**PAGE EXTRACT**.
--*--

Submitted to: Meeting Abstract
Publication Type: Abstract Only
Publication Acceptance Date: 10/5/2007
Publication Date: 1/2/2008
Citation: Heaton, M.P., Keele, J.W., Harhay, G.P., Richt, J., Koohmaraie, M., Wheeler, T.L., Shackelford, S.D., Casas, E., King, D.A., Sonstegard, T.S., Van Tassell, C.P., Neibergs, H.L., Chase, C.C., Kalbfleisch, T.S., Smith, T.P., Clawson, M.L., Laegreid, W.W. 2008. Prevalence of the prion gene E211K variant in U.S. cattle (abstract). Plant and Animal Genome XVI Conference. Poster No. P538.

Interpretive Summary:

Technical Abstract: In 2006, an atypical U.S. case of bovine spongiform encephalopathy (BSE) was discovered in Alabama and later reported to be polymorphic for glutamate (E) and lysine (K) codons at position 211 in the bovine prion gene (PRNP) coding sequence. A bovine E211K mutation is important because it is analogous to the most common pathogenic mutation in humans (E200K) which causes hereditary Creutzfeldt-Jakob Disease, an autosomal dominant form of prion disease. The present report describes a high-throughput matrix-associated laser desorption/ionization-time-of-flight mass spectrometry (MALDI-TOF MS) genotype assay for scoring the PRNP E211K variant and its use to determine an upper limit for the K211 allele prevalence in U.S. cattle. The K211 allele was not detected in more than 5500 cattle, including those from five commercial beef processing plants in three states (3892 carcasses) and more than 1600 registered cattle from 30 breeds. Nearby polymorphisms in PRNP coding sequences obtained from more than 950 diverse purebred cattle (30 breeds) did not interfere with scoring E211 or K211 alleles. Based on cattle in this study, the prevalence of the E211K variant was estimated to be extremely low, less than 1 in 1800 cattle (based on 95% of the posterior distibution with a uniform prior). Consequently, high-throughput DNA testing may be required to identify carriers and further evaluate this allele as a risk factor for atypical BSE.

--*--

**GIVEN ENTRIES**.
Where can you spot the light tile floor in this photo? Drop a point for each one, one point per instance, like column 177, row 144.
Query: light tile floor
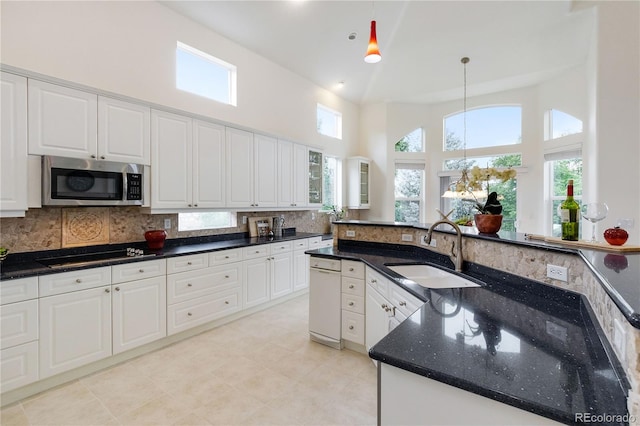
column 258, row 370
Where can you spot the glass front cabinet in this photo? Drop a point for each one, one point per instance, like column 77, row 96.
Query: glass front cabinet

--*--

**REQUIRED ACTION A**.
Answer these about the prion gene abstract, one answer per line:
(i) In which state was the 2006 atypical U.S. case of BSE discovered?
(ii) How many carcasses from commercial beef processing plants were tested?
(iii) Which human mutation is the bovine E211K mutation said to be analogous to?
**REQUIRED ACTION B**. Return everything in the prion gene abstract from "Submitted to: Meeting" down to "Poster No. P538.", copied word for word.

**EXPECTED ANSWER A**.
(i) Alabama
(ii) 3892
(iii) E200K

**EXPECTED ANSWER B**.
Submitted to: Meeting Abstract
Publication Type: Abstract Only
Publication Acceptance Date: 10/5/2007
Publication Date: 1/2/2008
Citation: Heaton, M.P., Keele, J.W., Harhay, G.P., Richt, J., Koohmaraie, M., Wheeler, T.L., Shackelford, S.D., Casas, E., King, D.A., Sonstegard, T.S., Van Tassell, C.P., Neibergs, H.L., Chase, C.C., Kalbfleisch, T.S., Smith, T.P., Clawson, M.L., Laegreid, W.W. 2008. Prevalence of the prion gene E211K variant in U.S. cattle (abstract). Plant and Animal Genome XVI Conference. Poster No. P538.